_Shape boundary entries_.
* * * *

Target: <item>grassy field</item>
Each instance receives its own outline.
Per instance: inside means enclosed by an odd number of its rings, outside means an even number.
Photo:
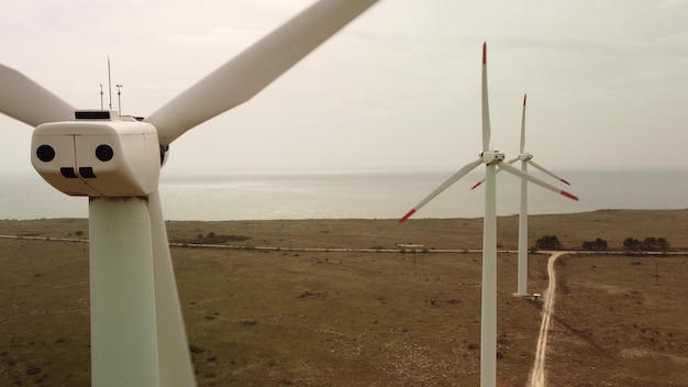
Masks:
[[[517,217],[499,245],[517,247]],[[170,240],[281,247],[480,248],[480,219],[169,222]],[[688,250],[686,210],[531,217],[530,244],[666,237]],[[88,237],[86,220],[0,221],[0,234]],[[199,237],[200,235],[200,237]],[[199,386],[475,386],[480,264],[475,253],[173,248]],[[529,289],[547,284],[531,255]],[[498,378],[524,386],[540,303],[499,266]],[[547,367],[556,386],[680,386],[688,364],[686,257],[567,256]],[[89,385],[88,245],[0,239],[0,385]]]

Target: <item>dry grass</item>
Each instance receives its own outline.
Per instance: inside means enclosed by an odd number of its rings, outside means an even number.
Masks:
[[[543,234],[567,246],[598,236],[611,246],[628,236],[663,236],[687,248],[687,221],[685,210],[531,217],[531,243]],[[514,217],[499,220],[503,247],[515,247],[515,226]],[[171,239],[213,232],[273,246],[481,244],[480,219],[168,228]],[[0,221],[0,234],[87,237],[88,226],[85,220]],[[87,255],[81,243],[0,240],[0,385],[89,384]],[[479,254],[173,248],[173,258],[200,386],[478,385]],[[498,378],[524,386],[540,311],[511,296],[515,255],[498,259]],[[531,291],[546,287],[545,266],[546,256],[531,257]],[[664,386],[656,377],[663,375],[680,385],[687,268],[685,257],[563,258],[551,377],[557,385]]]

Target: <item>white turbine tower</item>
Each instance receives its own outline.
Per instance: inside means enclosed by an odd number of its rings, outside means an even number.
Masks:
[[[496,168],[499,167],[510,174],[517,175],[544,188],[564,195],[567,198],[578,200],[572,194],[562,191],[556,187],[536,179],[526,173],[512,167],[504,161],[504,154],[489,150],[490,145],[490,113],[487,95],[487,45],[482,45],[482,152],[475,162],[467,164],[456,174],[452,175],[440,187],[421,200],[403,218],[420,210],[430,200],[435,198],[451,185],[466,176],[478,165],[485,164],[485,218],[482,220],[482,291],[480,306],[480,386],[495,387],[497,385],[497,187]]]
[[[93,386],[196,385],[158,192],[169,144],[251,99],[375,2],[312,4],[147,119],[76,111],[0,65],[0,112],[36,126],[34,168],[89,198]]]
[[[533,162],[533,155],[524,152],[525,148],[525,102],[528,96],[523,95],[523,113],[521,114],[521,148],[519,156],[509,161],[509,164],[513,164],[521,161],[521,170],[528,173],[528,165],[534,166],[536,169],[554,177],[555,179],[570,186],[570,183],[558,177],[552,172],[545,169],[540,164]],[[482,180],[485,181],[485,180]],[[479,181],[470,189],[477,188],[482,181]],[[528,180],[521,178],[521,210],[519,212],[519,267],[518,267],[518,285],[515,296],[528,296]]]

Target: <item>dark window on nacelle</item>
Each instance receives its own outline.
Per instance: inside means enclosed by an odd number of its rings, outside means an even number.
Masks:
[[[114,156],[114,151],[110,145],[101,144],[96,148],[96,157],[101,162],[109,162]]]
[[[51,145],[41,145],[36,148],[36,157],[43,163],[49,163],[55,158],[55,150]]]

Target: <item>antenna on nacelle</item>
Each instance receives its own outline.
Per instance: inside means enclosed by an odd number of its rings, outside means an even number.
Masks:
[[[110,77],[110,55],[108,55],[108,93],[110,95],[109,110],[112,110],[112,79]]]

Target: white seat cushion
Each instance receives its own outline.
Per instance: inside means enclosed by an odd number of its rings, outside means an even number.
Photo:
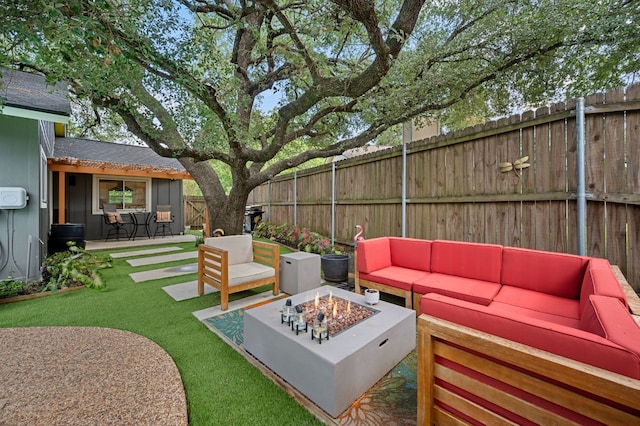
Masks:
[[[229,286],[275,276],[275,269],[256,262],[229,265]]]
[[[204,243],[229,252],[229,266],[253,262],[253,240],[250,234],[207,238]]]

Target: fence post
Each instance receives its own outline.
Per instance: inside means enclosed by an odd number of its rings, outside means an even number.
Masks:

* * * *

_Request_. Starting with the line that contains "Target: <item>dark window on nacelle</item>" and continuing through the end of the listing, write those lines again with every "outline" renamed to "contour" and everything else left unchanged. Omit the pictures from the answer.

_Right answer_.
Target: <item>dark window on nacelle</item>
Each instance receives its own contour.
Per instance: inside means enclosed by an odd number of its rings, outside means an even number.
Masks:
[[[114,156],[114,151],[110,145],[101,144],[96,148],[96,157],[101,162],[109,162]]]
[[[51,145],[41,145],[36,148],[36,157],[43,163],[49,163],[55,158],[55,150]]]

Target: <item>antenna on nacelle</item>
Each instance receives its own contour.
Per instance: inside means enclosed by an odd number of its rings, outside means an even number.
Masks:
[[[110,77],[110,55],[108,55],[108,93],[110,95],[109,110],[112,110],[112,79]]]

Target: white seat cushion
Each instance receives its own contour.
Per instance: inside means enclosed by an odd number of its rings, outside means an even number.
Photo:
Masks:
[[[229,286],[275,276],[275,269],[256,262],[229,265]]]
[[[204,243],[229,252],[229,266],[253,262],[253,240],[250,234],[207,238]]]

Target: fence post
Each instance receives its own contour.
Per instance: inside means enclosed by an odd number of its rings, outside means an even number.
Masks:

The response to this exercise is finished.